## Task data
%%
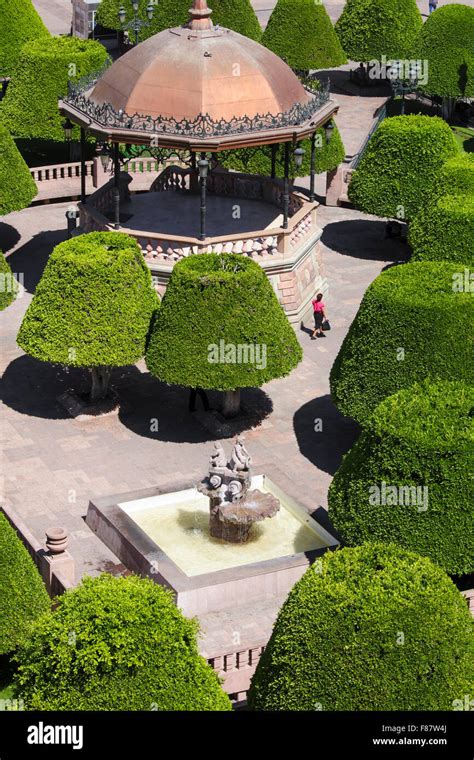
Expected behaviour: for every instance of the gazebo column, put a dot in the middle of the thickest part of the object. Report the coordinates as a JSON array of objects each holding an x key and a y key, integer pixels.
[
  {"x": 83, "y": 165},
  {"x": 313, "y": 167},
  {"x": 286, "y": 187},
  {"x": 116, "y": 193}
]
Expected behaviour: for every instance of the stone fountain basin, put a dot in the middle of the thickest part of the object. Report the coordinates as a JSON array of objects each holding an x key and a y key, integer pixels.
[{"x": 163, "y": 533}]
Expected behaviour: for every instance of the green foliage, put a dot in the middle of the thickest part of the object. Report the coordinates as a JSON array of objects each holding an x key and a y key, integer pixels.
[
  {"x": 233, "y": 14},
  {"x": 117, "y": 644},
  {"x": 17, "y": 186},
  {"x": 212, "y": 298},
  {"x": 328, "y": 156},
  {"x": 413, "y": 322},
  {"x": 444, "y": 230},
  {"x": 8, "y": 284},
  {"x": 337, "y": 643},
  {"x": 93, "y": 304},
  {"x": 301, "y": 32},
  {"x": 30, "y": 107},
  {"x": 20, "y": 24},
  {"x": 23, "y": 596},
  {"x": 446, "y": 42},
  {"x": 400, "y": 164},
  {"x": 369, "y": 29},
  {"x": 421, "y": 437}
]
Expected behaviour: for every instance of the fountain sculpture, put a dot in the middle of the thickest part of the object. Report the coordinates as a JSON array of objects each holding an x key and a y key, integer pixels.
[{"x": 233, "y": 507}]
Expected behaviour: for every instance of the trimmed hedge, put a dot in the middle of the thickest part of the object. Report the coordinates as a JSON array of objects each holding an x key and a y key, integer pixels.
[
  {"x": 233, "y": 14},
  {"x": 30, "y": 107},
  {"x": 369, "y": 29},
  {"x": 17, "y": 186},
  {"x": 399, "y": 167},
  {"x": 23, "y": 596},
  {"x": 301, "y": 32},
  {"x": 8, "y": 284},
  {"x": 420, "y": 438},
  {"x": 328, "y": 156},
  {"x": 446, "y": 41},
  {"x": 220, "y": 297},
  {"x": 20, "y": 24},
  {"x": 370, "y": 628},
  {"x": 444, "y": 230},
  {"x": 412, "y": 323},
  {"x": 117, "y": 644},
  {"x": 93, "y": 304}
]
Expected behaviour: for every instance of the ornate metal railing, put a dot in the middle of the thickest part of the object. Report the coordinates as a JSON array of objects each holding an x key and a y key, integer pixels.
[{"x": 202, "y": 126}]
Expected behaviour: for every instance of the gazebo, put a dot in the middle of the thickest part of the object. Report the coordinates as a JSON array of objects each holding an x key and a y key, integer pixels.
[{"x": 191, "y": 92}]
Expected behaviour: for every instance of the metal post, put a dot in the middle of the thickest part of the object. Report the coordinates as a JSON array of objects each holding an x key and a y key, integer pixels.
[
  {"x": 83, "y": 165},
  {"x": 274, "y": 153},
  {"x": 116, "y": 193},
  {"x": 202, "y": 235},
  {"x": 286, "y": 187},
  {"x": 313, "y": 166}
]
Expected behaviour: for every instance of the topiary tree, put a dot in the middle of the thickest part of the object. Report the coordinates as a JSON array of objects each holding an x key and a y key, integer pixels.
[
  {"x": 232, "y": 14},
  {"x": 407, "y": 479},
  {"x": 413, "y": 322},
  {"x": 92, "y": 307},
  {"x": 23, "y": 596},
  {"x": 8, "y": 284},
  {"x": 20, "y": 24},
  {"x": 117, "y": 644},
  {"x": 301, "y": 32},
  {"x": 446, "y": 42},
  {"x": 328, "y": 156},
  {"x": 370, "y": 628},
  {"x": 30, "y": 107},
  {"x": 17, "y": 186},
  {"x": 444, "y": 230},
  {"x": 400, "y": 164},
  {"x": 369, "y": 29},
  {"x": 235, "y": 335}
]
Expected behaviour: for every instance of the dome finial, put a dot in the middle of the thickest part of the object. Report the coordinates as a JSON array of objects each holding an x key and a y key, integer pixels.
[{"x": 200, "y": 16}]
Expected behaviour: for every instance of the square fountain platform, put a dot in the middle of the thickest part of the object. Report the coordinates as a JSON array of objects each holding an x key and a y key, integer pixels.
[{"x": 163, "y": 533}]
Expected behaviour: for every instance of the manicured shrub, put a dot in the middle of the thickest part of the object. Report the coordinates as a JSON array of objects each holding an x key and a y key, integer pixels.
[
  {"x": 414, "y": 322},
  {"x": 117, "y": 644},
  {"x": 328, "y": 156},
  {"x": 399, "y": 167},
  {"x": 444, "y": 230},
  {"x": 215, "y": 300},
  {"x": 301, "y": 32},
  {"x": 92, "y": 307},
  {"x": 30, "y": 107},
  {"x": 370, "y": 628},
  {"x": 8, "y": 284},
  {"x": 369, "y": 29},
  {"x": 17, "y": 186},
  {"x": 232, "y": 14},
  {"x": 23, "y": 596},
  {"x": 407, "y": 479},
  {"x": 21, "y": 24},
  {"x": 446, "y": 42}
]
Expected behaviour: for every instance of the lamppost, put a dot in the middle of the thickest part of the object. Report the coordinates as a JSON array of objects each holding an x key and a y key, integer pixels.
[
  {"x": 136, "y": 24},
  {"x": 203, "y": 168}
]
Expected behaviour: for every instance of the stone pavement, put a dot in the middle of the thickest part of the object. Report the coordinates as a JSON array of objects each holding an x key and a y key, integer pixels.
[{"x": 53, "y": 464}]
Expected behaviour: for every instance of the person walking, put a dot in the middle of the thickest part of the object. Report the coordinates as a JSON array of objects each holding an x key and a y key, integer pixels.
[{"x": 319, "y": 316}]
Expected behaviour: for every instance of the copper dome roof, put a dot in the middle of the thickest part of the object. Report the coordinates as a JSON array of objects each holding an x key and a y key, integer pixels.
[{"x": 200, "y": 69}]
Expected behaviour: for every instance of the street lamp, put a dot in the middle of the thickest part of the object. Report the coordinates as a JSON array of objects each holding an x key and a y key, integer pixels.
[{"x": 136, "y": 24}]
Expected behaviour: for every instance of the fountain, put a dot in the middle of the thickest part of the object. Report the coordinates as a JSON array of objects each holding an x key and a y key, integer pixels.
[{"x": 233, "y": 508}]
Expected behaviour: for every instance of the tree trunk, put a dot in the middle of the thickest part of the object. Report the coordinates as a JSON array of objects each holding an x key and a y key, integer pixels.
[
  {"x": 231, "y": 403},
  {"x": 100, "y": 383}
]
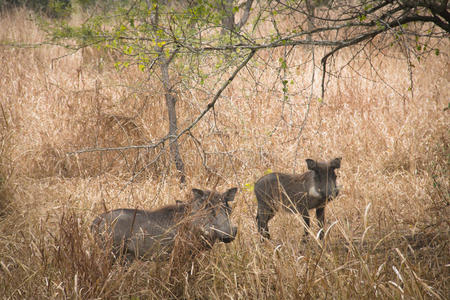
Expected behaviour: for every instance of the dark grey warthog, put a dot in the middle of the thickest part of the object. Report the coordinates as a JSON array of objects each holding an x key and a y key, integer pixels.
[
  {"x": 293, "y": 192},
  {"x": 146, "y": 234}
]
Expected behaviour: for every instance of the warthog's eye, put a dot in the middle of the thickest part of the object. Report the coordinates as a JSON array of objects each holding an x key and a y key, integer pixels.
[{"x": 227, "y": 207}]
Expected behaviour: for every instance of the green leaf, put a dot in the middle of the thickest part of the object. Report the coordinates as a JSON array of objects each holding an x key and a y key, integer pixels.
[
  {"x": 249, "y": 187},
  {"x": 268, "y": 171}
]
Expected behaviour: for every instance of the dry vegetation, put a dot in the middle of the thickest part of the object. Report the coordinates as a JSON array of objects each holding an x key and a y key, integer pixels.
[{"x": 390, "y": 233}]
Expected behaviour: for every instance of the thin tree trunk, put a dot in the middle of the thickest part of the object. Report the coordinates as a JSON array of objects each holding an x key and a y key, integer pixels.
[
  {"x": 171, "y": 110},
  {"x": 169, "y": 96}
]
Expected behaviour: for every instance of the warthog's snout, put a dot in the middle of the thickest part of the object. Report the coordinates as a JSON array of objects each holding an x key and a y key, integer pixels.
[{"x": 228, "y": 238}]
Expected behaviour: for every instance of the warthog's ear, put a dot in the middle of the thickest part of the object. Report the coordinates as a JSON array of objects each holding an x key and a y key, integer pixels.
%%
## What needs to be done
Please extract exactly, and only, the lines from the line containing "Expected behaviour: for every instance of the thin" through the last line of the records.

## Complete answer
Expected behaviour: for every instance of the thin tree trunk, put a dot in the middle of the thickest part of the object. Report the coordinates as a JSON array of objects each holding an x key and a y key, integer pixels.
[
  {"x": 171, "y": 110},
  {"x": 169, "y": 96}
]
Expected behaviour: for every instance of the warthog's snout, put a dot in the middle of the thickest part of the object. Report the coordinates as a JSON array of objects each holding an x key and a y key, integer pixels.
[{"x": 228, "y": 238}]
Expected behaviour: for every instance of the warthog's ear, put a dot in the middle of the thickest part of the object. Report the coordinates as a JSON array of objects each holding an x key and a y key, integer pixels.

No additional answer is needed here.